Saved entries:
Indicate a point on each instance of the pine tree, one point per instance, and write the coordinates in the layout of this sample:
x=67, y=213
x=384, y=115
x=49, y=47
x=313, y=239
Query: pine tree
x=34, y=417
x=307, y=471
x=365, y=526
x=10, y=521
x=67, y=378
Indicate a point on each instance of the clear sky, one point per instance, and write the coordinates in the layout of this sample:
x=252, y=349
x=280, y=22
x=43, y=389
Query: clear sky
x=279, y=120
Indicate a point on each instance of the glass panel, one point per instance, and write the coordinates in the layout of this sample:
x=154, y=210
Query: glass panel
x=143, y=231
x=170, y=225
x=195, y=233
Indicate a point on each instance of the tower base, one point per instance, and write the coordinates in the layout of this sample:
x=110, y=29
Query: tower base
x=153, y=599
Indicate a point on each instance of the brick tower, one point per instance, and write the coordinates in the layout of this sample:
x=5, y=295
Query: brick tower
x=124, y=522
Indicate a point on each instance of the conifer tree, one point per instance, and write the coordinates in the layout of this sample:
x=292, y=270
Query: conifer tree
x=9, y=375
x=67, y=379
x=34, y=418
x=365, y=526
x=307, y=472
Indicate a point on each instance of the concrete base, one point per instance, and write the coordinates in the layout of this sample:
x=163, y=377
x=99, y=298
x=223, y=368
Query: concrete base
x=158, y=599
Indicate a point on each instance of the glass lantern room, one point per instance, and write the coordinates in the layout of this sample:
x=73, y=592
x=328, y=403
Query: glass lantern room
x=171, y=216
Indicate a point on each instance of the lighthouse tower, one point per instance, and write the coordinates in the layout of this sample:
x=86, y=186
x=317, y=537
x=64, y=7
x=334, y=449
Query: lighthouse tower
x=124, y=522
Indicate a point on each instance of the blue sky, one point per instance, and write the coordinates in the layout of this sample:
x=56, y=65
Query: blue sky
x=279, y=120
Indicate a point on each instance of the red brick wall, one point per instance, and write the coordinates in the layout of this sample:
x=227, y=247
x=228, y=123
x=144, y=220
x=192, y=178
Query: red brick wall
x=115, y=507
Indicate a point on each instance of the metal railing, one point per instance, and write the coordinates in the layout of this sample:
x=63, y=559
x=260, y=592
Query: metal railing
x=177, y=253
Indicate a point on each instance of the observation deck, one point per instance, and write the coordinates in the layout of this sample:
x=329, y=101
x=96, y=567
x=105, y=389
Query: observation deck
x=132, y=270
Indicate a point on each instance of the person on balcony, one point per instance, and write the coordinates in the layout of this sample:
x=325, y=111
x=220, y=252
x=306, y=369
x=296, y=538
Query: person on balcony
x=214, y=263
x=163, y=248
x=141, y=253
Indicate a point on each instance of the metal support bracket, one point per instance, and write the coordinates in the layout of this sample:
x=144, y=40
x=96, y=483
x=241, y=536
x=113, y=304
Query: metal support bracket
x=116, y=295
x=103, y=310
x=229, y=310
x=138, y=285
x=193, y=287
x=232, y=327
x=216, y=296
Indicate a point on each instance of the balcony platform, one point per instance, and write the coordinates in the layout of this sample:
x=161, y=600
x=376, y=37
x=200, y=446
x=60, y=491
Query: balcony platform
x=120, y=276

## Objective
Quote the saved entries above word for word, every one of them, in the order given.

## Worked solution
Indicate a point on each instance of the pine tree, one point per instance, and write the coordinates in the layout of this sample:
x=67, y=213
x=384, y=115
x=49, y=47
x=313, y=239
Query: pine tree
x=34, y=417
x=307, y=471
x=365, y=526
x=10, y=521
x=67, y=378
Indicate a point on each instance of the clear sky, one point per instance, and write the coordinates in the layout of this sample:
x=252, y=349
x=280, y=22
x=43, y=389
Query: clear sky
x=279, y=120
Indicate a point on each instance of the glass panel, one point per instance, and write the coordinates in the layout of this sample:
x=154, y=210
Query: glass panel
x=143, y=231
x=170, y=225
x=195, y=233
Indicate a point on each instance of the tower base, one point per instance, and write the coordinates in the layout of this sample:
x=110, y=29
Query: tower base
x=153, y=599
Indicate a point on each instance of the brick tower, one point per instance, and write the coordinates in the layout of this sample:
x=5, y=295
Query: brick tower
x=124, y=522
Indicate a point on each instance of the conifer tree, one point per instance, and write the coordinates in the layout of this sample:
x=292, y=270
Query: conifer tree
x=9, y=375
x=67, y=379
x=34, y=418
x=365, y=526
x=307, y=472
Indicate a point on each instance of the concrete base, one point per instance, and write the coordinates in the layout of this sample:
x=163, y=377
x=99, y=298
x=223, y=368
Query: concrete base
x=158, y=599
Indicate a point on each instance of the glass lantern room, one point per instance, and write the coordinates in the layout of this sample:
x=73, y=592
x=328, y=403
Query: glass lantern room
x=171, y=216
Indicate a point on each instance of the lighthouse tower, one point per instance, and write the coordinates in the layout of this sample:
x=86, y=186
x=317, y=537
x=64, y=7
x=334, y=449
Query: lighthouse tower
x=124, y=522
Indicate a point on each instance of the blue sky, one point per instance, and write the coordinates in the layout of this sample:
x=56, y=65
Query: blue sky
x=279, y=120
Indicate a point on each instance of the red brick wall, one point per instance, and write the coordinates in the layout of this sample:
x=227, y=247
x=228, y=123
x=144, y=220
x=192, y=178
Query: red brick wall
x=115, y=507
Indicate a point on each instance of the metal railing, one point per instance, and write the coordinates in the layout of this sample:
x=63, y=559
x=260, y=592
Query: metal railing
x=177, y=253
Indicate a point on each instance of the observation deck, one point per instance, and write the coordinates in the layout of this sample:
x=329, y=101
x=96, y=567
x=105, y=389
Query: observation deck
x=132, y=270
Indicate a point on each instance of the person on balcony, one point per instance, and write the coordinates in the layout of this sample:
x=325, y=111
x=220, y=252
x=306, y=369
x=296, y=538
Query: person on balcony
x=214, y=263
x=163, y=248
x=141, y=253
Indicate a point on each instance of the metal support bracket, one point per instance, and write the coordinates in the layout of this sample:
x=144, y=40
x=96, y=483
x=241, y=536
x=113, y=304
Query: metal support bracket
x=116, y=295
x=103, y=310
x=229, y=310
x=138, y=285
x=193, y=287
x=232, y=327
x=216, y=296
Indicate a point on each instance of the balcony platform, one point per instance, and write the coordinates in the layout of this sample:
x=161, y=600
x=376, y=37
x=200, y=446
x=60, y=491
Query: balcony platform
x=120, y=276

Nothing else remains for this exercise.